Uraian Tugas 1 – Dari baris-baris data di bawah, ambil setiap baris yang memuat kata "wooden".

Kutipan –

● ● ● ●

Hal yang serupa juga dialami oleh banyak pemimpin dan orang sukses saat ini. Chairul Tanjung dahulunya tidaklah sebesar sekarang saat membangun bisnis Trans Corp dan Bank Mega, melainkan anak yang hidup di kontrakan kecil di pinggiran Jakarta dengan hobinya membaca koran sewaktu kecil di pinggiran empang. Larry Bird harus berjibaku untuk berlatih melempar bola 500 kali setiap pagi hingga akhirnya menjadi pebasket legendaris. Begitu halnya dengan filsuf Demosthenes, walaupun terlahir dengan kelemahan berbicara, ia berlatih menghafalkan dan mengucapkan dengan nyaring ayat-ayat dengan mulut penuh kerikil di tepi pantai yang keras deru gelombangnya hingga membuatnya menjadi orator terbesar dizamannya. Para pemenang hebat tidak pernah mudah dalam meraih tujuannya, mereka penuh dengan dedikasi.

● ● ● ●

Uraian Tugas 2 – Ambil tanpa perubahan sebagian kutipan tentang dedikasi orang sukses di atas, mulai pada kata-kata yang memuat "Hal yang serupa" dan berhenti setelah "penuh dengan dedikasi.".

● ● ● ●

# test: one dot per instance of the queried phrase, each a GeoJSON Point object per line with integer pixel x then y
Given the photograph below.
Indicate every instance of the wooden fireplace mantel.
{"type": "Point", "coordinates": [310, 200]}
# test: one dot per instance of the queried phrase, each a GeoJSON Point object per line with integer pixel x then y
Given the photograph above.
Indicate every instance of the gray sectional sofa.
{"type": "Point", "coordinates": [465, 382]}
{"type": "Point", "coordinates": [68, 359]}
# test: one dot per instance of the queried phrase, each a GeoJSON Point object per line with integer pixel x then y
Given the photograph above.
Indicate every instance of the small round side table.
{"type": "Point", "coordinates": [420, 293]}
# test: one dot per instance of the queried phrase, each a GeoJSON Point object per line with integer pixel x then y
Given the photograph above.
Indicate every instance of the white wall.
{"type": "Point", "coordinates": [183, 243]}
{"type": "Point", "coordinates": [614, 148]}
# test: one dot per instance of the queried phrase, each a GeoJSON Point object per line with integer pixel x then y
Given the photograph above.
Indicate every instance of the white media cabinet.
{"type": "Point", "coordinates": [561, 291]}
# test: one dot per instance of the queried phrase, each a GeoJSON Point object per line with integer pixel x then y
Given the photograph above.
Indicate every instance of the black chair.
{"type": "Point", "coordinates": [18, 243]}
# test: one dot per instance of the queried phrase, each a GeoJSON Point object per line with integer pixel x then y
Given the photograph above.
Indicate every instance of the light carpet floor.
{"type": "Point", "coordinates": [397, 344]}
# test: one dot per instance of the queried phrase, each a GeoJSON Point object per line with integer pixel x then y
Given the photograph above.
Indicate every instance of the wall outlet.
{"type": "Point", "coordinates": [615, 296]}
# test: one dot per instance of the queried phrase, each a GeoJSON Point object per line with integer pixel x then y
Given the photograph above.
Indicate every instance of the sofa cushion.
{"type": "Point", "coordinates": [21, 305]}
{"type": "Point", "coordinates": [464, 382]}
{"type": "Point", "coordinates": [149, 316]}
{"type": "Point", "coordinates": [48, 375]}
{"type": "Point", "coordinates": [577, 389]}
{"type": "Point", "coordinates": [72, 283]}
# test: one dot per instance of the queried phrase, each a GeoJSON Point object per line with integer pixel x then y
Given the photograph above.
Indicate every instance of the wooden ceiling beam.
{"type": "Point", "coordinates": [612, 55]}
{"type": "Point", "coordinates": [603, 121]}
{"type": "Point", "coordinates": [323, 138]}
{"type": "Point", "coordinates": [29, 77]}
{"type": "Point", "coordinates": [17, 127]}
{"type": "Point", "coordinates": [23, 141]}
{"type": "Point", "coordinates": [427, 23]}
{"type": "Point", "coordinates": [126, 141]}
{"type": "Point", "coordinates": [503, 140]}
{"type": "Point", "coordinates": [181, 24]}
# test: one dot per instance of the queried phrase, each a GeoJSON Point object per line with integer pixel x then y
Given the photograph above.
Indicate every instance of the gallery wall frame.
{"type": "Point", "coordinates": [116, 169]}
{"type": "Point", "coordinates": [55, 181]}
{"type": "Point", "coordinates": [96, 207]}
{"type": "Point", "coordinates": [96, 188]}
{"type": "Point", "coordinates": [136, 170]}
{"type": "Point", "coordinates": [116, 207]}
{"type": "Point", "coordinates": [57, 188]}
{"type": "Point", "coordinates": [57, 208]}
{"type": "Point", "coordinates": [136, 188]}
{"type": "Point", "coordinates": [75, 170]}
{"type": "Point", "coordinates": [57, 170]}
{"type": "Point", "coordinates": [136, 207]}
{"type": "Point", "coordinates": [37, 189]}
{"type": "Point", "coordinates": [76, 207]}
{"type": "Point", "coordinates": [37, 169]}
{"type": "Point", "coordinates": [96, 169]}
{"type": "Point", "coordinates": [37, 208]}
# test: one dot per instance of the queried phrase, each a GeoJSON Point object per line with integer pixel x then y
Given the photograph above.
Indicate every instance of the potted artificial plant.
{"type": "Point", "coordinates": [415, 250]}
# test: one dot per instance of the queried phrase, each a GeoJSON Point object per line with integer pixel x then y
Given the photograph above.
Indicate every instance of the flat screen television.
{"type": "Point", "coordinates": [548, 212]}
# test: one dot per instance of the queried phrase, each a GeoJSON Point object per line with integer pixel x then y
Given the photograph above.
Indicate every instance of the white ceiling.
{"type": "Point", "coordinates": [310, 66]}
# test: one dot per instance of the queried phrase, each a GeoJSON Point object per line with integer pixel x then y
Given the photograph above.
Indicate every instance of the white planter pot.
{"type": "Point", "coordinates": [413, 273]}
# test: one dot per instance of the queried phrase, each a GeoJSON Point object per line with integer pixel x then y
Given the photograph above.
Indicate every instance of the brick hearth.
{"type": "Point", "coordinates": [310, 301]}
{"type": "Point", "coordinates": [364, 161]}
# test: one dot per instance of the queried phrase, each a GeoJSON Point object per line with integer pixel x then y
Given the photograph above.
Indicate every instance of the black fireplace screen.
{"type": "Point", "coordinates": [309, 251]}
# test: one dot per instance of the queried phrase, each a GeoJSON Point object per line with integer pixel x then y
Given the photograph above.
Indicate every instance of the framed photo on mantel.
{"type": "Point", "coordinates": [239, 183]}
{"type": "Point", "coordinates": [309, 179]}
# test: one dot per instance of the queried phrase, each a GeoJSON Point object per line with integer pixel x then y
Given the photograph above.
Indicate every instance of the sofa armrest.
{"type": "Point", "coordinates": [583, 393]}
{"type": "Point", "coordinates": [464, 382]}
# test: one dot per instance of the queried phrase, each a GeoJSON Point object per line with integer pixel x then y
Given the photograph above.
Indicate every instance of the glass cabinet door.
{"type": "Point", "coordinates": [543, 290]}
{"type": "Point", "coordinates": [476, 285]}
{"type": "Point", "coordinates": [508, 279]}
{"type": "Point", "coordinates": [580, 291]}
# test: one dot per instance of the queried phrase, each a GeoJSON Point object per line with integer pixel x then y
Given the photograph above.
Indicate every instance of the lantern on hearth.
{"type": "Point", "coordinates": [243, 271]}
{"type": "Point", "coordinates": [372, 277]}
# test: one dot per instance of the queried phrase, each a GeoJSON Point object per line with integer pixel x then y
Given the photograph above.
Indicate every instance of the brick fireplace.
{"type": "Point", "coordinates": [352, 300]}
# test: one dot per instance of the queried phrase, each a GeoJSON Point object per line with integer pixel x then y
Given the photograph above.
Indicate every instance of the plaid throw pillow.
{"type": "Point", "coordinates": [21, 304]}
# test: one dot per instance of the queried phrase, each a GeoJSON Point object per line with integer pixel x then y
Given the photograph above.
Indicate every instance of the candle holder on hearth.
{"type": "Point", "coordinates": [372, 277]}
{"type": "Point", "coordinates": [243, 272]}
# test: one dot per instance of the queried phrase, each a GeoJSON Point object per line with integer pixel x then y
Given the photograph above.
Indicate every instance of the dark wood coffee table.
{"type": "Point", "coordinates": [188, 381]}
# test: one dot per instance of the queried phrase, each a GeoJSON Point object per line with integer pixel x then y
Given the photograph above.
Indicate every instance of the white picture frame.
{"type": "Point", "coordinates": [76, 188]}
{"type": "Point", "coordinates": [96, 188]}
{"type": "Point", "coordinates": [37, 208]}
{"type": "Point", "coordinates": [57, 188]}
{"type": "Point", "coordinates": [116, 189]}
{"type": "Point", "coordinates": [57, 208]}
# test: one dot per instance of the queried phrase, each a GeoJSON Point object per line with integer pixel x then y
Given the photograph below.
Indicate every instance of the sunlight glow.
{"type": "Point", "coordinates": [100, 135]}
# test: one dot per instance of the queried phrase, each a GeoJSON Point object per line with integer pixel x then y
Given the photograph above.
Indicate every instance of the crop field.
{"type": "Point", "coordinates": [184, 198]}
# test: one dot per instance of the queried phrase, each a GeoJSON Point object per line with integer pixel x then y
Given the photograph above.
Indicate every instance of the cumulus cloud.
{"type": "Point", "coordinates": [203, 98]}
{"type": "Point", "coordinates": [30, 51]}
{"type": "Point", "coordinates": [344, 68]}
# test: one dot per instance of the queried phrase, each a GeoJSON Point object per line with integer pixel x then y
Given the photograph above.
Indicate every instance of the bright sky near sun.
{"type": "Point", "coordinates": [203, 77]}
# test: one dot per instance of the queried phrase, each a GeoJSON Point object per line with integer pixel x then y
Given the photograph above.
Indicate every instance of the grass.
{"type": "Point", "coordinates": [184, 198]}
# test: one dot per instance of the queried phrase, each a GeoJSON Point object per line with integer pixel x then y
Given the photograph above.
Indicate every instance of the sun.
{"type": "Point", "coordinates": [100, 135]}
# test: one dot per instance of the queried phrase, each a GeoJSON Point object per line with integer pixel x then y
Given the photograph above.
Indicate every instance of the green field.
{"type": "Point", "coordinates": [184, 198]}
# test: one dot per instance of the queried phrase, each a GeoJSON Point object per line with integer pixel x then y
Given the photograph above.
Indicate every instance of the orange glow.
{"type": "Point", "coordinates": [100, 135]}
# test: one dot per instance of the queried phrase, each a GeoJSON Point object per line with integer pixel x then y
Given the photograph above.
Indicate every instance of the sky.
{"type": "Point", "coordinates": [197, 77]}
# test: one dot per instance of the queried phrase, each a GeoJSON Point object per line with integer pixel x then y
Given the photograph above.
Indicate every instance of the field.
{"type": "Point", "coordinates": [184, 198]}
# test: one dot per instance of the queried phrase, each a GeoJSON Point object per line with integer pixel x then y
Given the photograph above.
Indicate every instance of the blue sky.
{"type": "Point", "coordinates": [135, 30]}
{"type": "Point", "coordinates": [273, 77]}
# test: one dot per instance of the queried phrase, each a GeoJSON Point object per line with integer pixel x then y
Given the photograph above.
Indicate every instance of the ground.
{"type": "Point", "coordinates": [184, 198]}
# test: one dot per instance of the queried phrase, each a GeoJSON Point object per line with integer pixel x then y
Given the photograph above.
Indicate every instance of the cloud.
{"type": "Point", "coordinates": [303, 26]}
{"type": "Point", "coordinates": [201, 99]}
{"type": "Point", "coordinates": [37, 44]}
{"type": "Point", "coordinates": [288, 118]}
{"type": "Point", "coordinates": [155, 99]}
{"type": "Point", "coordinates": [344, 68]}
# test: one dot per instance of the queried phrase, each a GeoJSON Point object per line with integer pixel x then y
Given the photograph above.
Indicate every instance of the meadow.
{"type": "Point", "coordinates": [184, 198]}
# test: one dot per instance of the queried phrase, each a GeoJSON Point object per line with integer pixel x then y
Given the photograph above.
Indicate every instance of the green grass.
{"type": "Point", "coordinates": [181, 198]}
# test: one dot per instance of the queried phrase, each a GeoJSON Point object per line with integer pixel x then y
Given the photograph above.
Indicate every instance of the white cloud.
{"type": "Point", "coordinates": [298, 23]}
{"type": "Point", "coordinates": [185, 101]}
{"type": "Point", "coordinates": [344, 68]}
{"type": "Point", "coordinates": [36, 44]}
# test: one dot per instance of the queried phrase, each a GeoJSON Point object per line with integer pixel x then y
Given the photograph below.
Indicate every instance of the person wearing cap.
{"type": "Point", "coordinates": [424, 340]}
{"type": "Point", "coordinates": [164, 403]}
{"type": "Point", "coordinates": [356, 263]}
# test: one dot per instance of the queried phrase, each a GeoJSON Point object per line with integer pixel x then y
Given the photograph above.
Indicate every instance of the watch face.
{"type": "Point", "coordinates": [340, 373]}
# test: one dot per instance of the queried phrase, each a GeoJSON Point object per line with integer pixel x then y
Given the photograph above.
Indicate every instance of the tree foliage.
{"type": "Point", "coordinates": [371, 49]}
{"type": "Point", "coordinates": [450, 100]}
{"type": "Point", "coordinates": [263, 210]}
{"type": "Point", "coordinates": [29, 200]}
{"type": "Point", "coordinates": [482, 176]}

● ● ● ●

Hasil 1 –
Indicate every instance of the wooden fireplace mantel.
Indicate every instance of the wooden ceiling beam.

Hasil 2 –
Hal yang serupa juga dialami oleh banyak pemimpin dan orang sukses saat ini. Chairul Tanjung dahulunya tidaklah sebesar sekarang saat membangun bisnis Trans Corp dan Bank Mega, melainkan anak yang hidup di kontrakan kecil di pinggiran Jakarta dengan hobinya membaca koran sewaktu kecil di pinggiran empang. Larry Bird harus berjibaku untuk berlatih melempar bola 500 kali setiap pagi hingga akhirnya menjadi pebasket legendaris. Begitu halnya dengan filsuf Demosthenes, walaupun terlahir dengan kelemahan berbicara, ia berlatih menghafalkan dan mengucapkan dengan nyaring ayat-ayat dengan mulut penuh kerikil di tepi pantai yang keras deru gelombangnya hingga membuatnya menjadi orator terbesar dizamannya. Para pemenang hebat tidak pernah mudah dalam meraih tujuannya, mereka penuh dengan dedikasi.